The name derives from the Quechua word kinwa or kinuwa. It’s a non-grass flowering plant grown for its edible seeds. We know it was used as feed for livestock five to seven thousand years ago in the Lake Titicaca region, and findings show that quinoa was consumed by humans as far back as four thousand years ago.
Quinoa was a vital crop for the Incas, known as chisiya mama, or mother grain. There are over 100 varieties of the crop, and it continues to be a major source of protein for the Andean population. Quinoa is also high in fiber, unsaturated fatty acids and minerals. Its high fiber content helps the growth of beneficial bacteria, aiding in the prevention of colon cancer. Try out this quinoa salad recipe.
Kiwicha is a species of the Amaranthus caudatus flowering plant (see below), and an important crop of the Andes. Remains of the plant have been found in five-thousand-year-old tombs in Peru, and continues to be cultivated in Cusco, Ayacucho, Cajamarca, Huancayo and Huaraz. Kiwicha, as with other amaranths, has high concentration of amino acids, and it assists in the production of collagen, benefiting our skin, bones and tendons.
Popped (heated kiwicha) can be used as cereal, in granola mix, or sprinkled atop fruit smoothie bowls.

_Extracted material_:
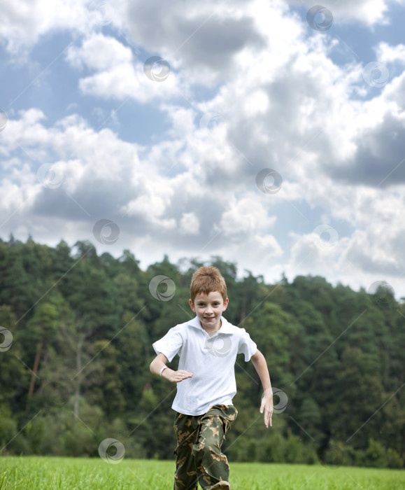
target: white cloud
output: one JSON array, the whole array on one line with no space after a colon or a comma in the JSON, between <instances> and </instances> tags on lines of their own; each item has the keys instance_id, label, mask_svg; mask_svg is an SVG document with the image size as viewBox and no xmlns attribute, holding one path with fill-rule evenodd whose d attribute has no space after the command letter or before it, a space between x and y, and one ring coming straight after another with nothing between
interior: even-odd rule
<instances>
[{"instance_id":1,"label":"white cloud","mask_svg":"<svg viewBox=\"0 0 405 490\"><path fill-rule=\"evenodd\" d=\"M292 5L304 4L309 10L314 6L311 0L287 0ZM334 15L334 22L360 22L368 26L388 23L390 5L404 5L404 0L323 0L322 6L329 9Z\"/></svg>"},{"instance_id":2,"label":"white cloud","mask_svg":"<svg viewBox=\"0 0 405 490\"><path fill-rule=\"evenodd\" d=\"M10 50L28 22L23 4L28 13L15 16ZM66 59L82 76L81 97L93 97L86 102L150 103L169 130L141 147L110 130L95 131L76 114L49 127L36 108L10 117L0 143L2 233L49 241L57 230L71 243L94 241L92 225L108 218L121 232L110 250L130 248L149 262L165 253L172 260L222 255L269 280L285 270L290 278L319 274L353 287L388 280L403 291L405 74L376 92L360 64L332 61L336 40L308 37L310 28L286 2L236 1L212 10L213 3L157 4L127 4L128 28L145 51L171 55L165 81L150 80L143 60L113 29L90 31ZM63 25L53 7L47 13L35 5L46 21L29 26L20 44L54 27L82 25L74 19L83 2ZM336 24L372 25L388 17L383 1L328 5ZM13 23L15 8L7 8ZM125 22L118 16L113 26ZM380 43L377 57L399 65L404 50ZM44 164L63 175L57 188L38 181ZM256 186L264 168L283 177L274 195ZM334 246L311 232L329 222L339 239Z\"/></svg>"},{"instance_id":3,"label":"white cloud","mask_svg":"<svg viewBox=\"0 0 405 490\"><path fill-rule=\"evenodd\" d=\"M199 234L200 223L195 213L183 213L180 220L179 231L181 234Z\"/></svg>"},{"instance_id":4,"label":"white cloud","mask_svg":"<svg viewBox=\"0 0 405 490\"><path fill-rule=\"evenodd\" d=\"M381 63L398 62L401 64L405 63L405 45L404 44L392 46L388 43L381 42L376 46L376 53L377 59Z\"/></svg>"}]
</instances>

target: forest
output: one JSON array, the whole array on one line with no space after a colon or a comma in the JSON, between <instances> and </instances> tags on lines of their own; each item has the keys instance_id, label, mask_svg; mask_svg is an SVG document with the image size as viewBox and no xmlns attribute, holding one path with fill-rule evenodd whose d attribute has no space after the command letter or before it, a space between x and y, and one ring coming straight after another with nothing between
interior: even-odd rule
<instances>
[{"instance_id":1,"label":"forest","mask_svg":"<svg viewBox=\"0 0 405 490\"><path fill-rule=\"evenodd\" d=\"M0 454L99 457L111 438L125 457L173 458L176 386L150 372L152 344L192 318L191 276L207 264L139 263L88 241L0 240ZM225 316L267 359L276 409L266 429L260 379L239 355L230 460L403 468L404 301L209 263L227 281Z\"/></svg>"}]
</instances>

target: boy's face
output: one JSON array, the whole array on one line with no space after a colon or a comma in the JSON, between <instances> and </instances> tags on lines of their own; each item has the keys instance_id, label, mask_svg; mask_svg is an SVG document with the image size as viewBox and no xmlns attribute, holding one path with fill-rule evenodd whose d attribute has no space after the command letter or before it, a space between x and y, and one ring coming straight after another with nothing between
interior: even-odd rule
<instances>
[{"instance_id":1,"label":"boy's face","mask_svg":"<svg viewBox=\"0 0 405 490\"><path fill-rule=\"evenodd\" d=\"M224 302L219 291L211 291L208 295L199 293L194 299L194 303L190 300L190 306L197 314L203 328L216 330L220 327L221 315L228 306L228 298Z\"/></svg>"}]
</instances>

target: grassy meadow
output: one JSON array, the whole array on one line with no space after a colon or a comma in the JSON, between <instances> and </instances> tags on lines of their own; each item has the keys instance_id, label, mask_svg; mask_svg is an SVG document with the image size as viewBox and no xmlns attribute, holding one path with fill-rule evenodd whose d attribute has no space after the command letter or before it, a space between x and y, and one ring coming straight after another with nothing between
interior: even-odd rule
<instances>
[{"instance_id":1,"label":"grassy meadow","mask_svg":"<svg viewBox=\"0 0 405 490\"><path fill-rule=\"evenodd\" d=\"M0 457L0 490L171 490L174 463ZM232 490L402 490L405 471L322 465L231 463Z\"/></svg>"}]
</instances>

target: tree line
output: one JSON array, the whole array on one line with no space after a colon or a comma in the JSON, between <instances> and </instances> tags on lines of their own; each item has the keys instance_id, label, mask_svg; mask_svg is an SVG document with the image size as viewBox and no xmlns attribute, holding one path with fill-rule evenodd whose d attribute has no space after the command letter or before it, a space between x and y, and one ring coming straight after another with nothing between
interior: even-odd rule
<instances>
[{"instance_id":1,"label":"tree line","mask_svg":"<svg viewBox=\"0 0 405 490\"><path fill-rule=\"evenodd\" d=\"M264 354L274 391L266 430L260 379L238 356L230 460L402 468L404 303L383 284L373 294L320 276L267 284L210 263L227 281L226 318ZM98 457L111 438L127 457L173 458L176 386L150 372L152 344L192 317L202 265L165 256L142 270L129 250L0 240L0 454Z\"/></svg>"}]
</instances>

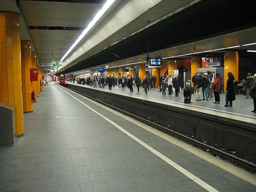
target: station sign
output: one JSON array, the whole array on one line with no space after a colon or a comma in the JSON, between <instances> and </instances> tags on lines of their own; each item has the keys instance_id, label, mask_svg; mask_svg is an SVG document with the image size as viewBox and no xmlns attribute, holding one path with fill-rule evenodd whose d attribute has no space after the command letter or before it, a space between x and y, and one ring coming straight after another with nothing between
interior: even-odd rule
<instances>
[{"instance_id":1,"label":"station sign","mask_svg":"<svg viewBox=\"0 0 256 192\"><path fill-rule=\"evenodd\" d=\"M52 62L42 62L41 63L41 67L52 67Z\"/></svg>"},{"instance_id":2,"label":"station sign","mask_svg":"<svg viewBox=\"0 0 256 192\"><path fill-rule=\"evenodd\" d=\"M57 68L55 67L50 67L50 72L57 72Z\"/></svg>"},{"instance_id":3,"label":"station sign","mask_svg":"<svg viewBox=\"0 0 256 192\"><path fill-rule=\"evenodd\" d=\"M52 62L53 66L58 67L63 66L63 61L54 61Z\"/></svg>"},{"instance_id":4,"label":"station sign","mask_svg":"<svg viewBox=\"0 0 256 192\"><path fill-rule=\"evenodd\" d=\"M206 67L215 67L216 66L220 66L220 62L212 62L205 63Z\"/></svg>"}]
</instances>

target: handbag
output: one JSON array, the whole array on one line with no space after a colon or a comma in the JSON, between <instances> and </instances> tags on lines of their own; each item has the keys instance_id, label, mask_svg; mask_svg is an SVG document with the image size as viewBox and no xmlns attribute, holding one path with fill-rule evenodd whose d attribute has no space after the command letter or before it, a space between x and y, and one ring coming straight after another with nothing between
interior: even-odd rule
<instances>
[{"instance_id":1,"label":"handbag","mask_svg":"<svg viewBox=\"0 0 256 192\"><path fill-rule=\"evenodd\" d=\"M212 86L212 88L213 89L216 89L216 88L217 88L217 87L218 87L218 85L215 85L214 86Z\"/></svg>"}]
</instances>

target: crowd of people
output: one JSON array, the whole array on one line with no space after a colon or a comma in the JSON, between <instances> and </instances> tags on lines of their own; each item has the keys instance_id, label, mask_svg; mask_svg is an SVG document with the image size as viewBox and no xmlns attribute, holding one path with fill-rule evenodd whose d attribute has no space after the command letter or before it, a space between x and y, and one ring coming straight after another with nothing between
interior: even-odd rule
<instances>
[{"instance_id":1,"label":"crowd of people","mask_svg":"<svg viewBox=\"0 0 256 192\"><path fill-rule=\"evenodd\" d=\"M223 78L218 73L216 73L215 76L214 80L213 74L210 71L207 72L207 74L196 73L192 78L194 87L187 85L184 88L184 103L192 103L192 95L195 92L196 101L208 101L208 99L213 98L214 96L215 101L213 103L220 104L220 94L221 93ZM231 72L228 73L227 76L228 78L226 82L224 106L232 107L233 101L236 100L236 95L238 94L240 90L243 89L244 90L244 95L246 96L245 98L249 98L250 95L253 98L254 108L252 112L256 113L256 74L254 76L251 73L248 73L246 78L244 78L240 83L235 80ZM158 88L159 91L162 92L162 95L166 95L166 90L168 90L168 95L171 95L174 92L174 96L179 96L179 93L181 92L181 83L178 74L175 74L174 77L168 74L164 74L160 75L159 78ZM73 78L70 80L74 83L74 78ZM134 91L133 85L135 84L138 91L140 91L140 88L142 87L144 89L143 91L145 91L145 94L147 94L148 90L156 87L156 80L155 76L150 74L148 77L145 75L142 79L140 76L122 76L118 79L116 77L110 76L106 77L94 76L77 78L76 82L78 84L93 86L94 88L96 88L97 85L100 88L108 86L110 90L112 89L112 87L118 85L118 87L122 88L122 89L127 87L130 89L130 92L132 92Z\"/></svg>"},{"instance_id":2,"label":"crowd of people","mask_svg":"<svg viewBox=\"0 0 256 192\"><path fill-rule=\"evenodd\" d=\"M253 99L254 109L251 112L256 112L256 74L253 76L251 73L248 73L246 78L244 78L240 83L236 80L232 72L228 72L227 75L228 80L224 106L232 107L233 101L236 100L236 95L239 94L240 89L244 89L244 95L246 96L245 98L248 99L250 95ZM210 72L208 71L207 75L204 75L202 73L198 74L196 73L193 76L192 81L194 84L194 88L196 89L196 101L202 101L206 98L208 100L208 98L212 97L212 92L213 92L215 100L213 103L220 103L220 93L221 92L222 77L218 73L216 73L216 76L213 80ZM185 95L184 96L185 99L187 97Z\"/></svg>"}]
</instances>

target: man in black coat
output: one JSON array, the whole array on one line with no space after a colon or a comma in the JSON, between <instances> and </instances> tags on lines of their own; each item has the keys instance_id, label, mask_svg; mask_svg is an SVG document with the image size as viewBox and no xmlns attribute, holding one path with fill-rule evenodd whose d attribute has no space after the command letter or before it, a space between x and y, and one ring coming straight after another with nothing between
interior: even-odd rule
<instances>
[{"instance_id":1,"label":"man in black coat","mask_svg":"<svg viewBox=\"0 0 256 192\"><path fill-rule=\"evenodd\" d=\"M196 73L195 73L195 74L192 77L192 82L194 84L194 87L193 87L193 88L194 90L194 91L196 91L196 89L195 89L196 85L195 85L195 79L197 76L197 75L198 75L197 72L196 72Z\"/></svg>"},{"instance_id":2,"label":"man in black coat","mask_svg":"<svg viewBox=\"0 0 256 192\"><path fill-rule=\"evenodd\" d=\"M110 75L108 79L108 83L109 90L112 89L112 84L113 84L113 79L111 77L111 76Z\"/></svg>"},{"instance_id":3,"label":"man in black coat","mask_svg":"<svg viewBox=\"0 0 256 192\"><path fill-rule=\"evenodd\" d=\"M196 86L196 98L197 101L202 101L202 89L203 86L203 74L199 73L199 74L195 78L194 85Z\"/></svg>"}]
</instances>

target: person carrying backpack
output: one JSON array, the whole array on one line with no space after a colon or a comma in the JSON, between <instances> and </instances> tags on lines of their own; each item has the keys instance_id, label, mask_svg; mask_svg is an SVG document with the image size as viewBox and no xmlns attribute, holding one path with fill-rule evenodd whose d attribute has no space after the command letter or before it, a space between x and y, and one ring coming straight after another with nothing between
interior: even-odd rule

_Study questions_:
A: Retype the quinoa and kiwicha passage from "Quinoa was a" to "quinoa salad recipe.".
B: Which places does the quinoa and kiwicha passage name as locations where kiwicha is still cultivated?
C: Write what would come next in the quinoa and kiwicha passage, picking up after its last sentence.
The data come from a separate source.

_Responses by item number_:
A:
Quinoa was a vital crop for the Incas, known as chisiya mama, or mother grain. There are over 100 varieties of the crop, and it continues to be a major source of protein for the Andean population. Quinoa is also high in fiber, unsaturated fatty acids and minerals. Its high fiber content helps the growth of beneficial bacteria, aiding in the prevention of colon cancer. Try out this quinoa salad recipe.

B: Cusco, Ayacucho, Cajamarca, Huancayo, Huaraz

C:
There are over 200 varieties of cañihua: qañiwa, qañawa ot qañawi in Quechua. The plant has grown in the Andean Plateau of Bolivia and Peru for at least a thousand years, and is one of the few crops that can resist the environment’s harsh winter weather and droughts. The flowering plant can come in beautiful shades of scarlet, lilac or emerald.
Similar to quinoa, it is high in protein, fiber and amino acids. It is a gluten free grain rich in vitamin E and B. Cañihua can also be popped and enjoyed as a healthy snack.
This non-grass plant was first cultivated 8,000 years ago and was a staple grain of the Aztecs for starchy and highly nutritious seeds. Amaranth is cultivated as far north as Cajamarca and as far south as Ayacucho and Arequipa in Peru.
Amaranth has a high concentration of the amino acid lysine, which aids in the development of the brain. Its consumption is recommended for pregnant women and infants. It also supports bone and teeth health with its high concentration of iron, calcium and phosphorus.
Tarwi (Lupinus mutabilis), also known as chocho, is a firm, bone-colored bean that grows in Andean regions such as Cusco, Puno and Cajamarca, at an altitude between 800-3000 masl. Tarwi contains 40% protein, essential amino acids and good fatty acids like omega-6 and omega-3. It also has high alkaloid content (giving it a bitter taste) which can be removed with soaking.
To learn more about tarwi’s nutritional value and how to eat it, click here.
Originally cultivated by pre-Columbian societies in Mexico and Central America, the flowering plant Salvia hispanica is now widely grown in Peru (Puno, Ayacucho and Arequipa) for its highly nutritious seeds. When soaked, the grey and black seeds grow up to 12 times their original weight, forming a thick mucous-like coating.
Chia seeds are an excellent source of fiber and calcium. 100 g of chia seeds have four times as much calcium as 100 ml of milk.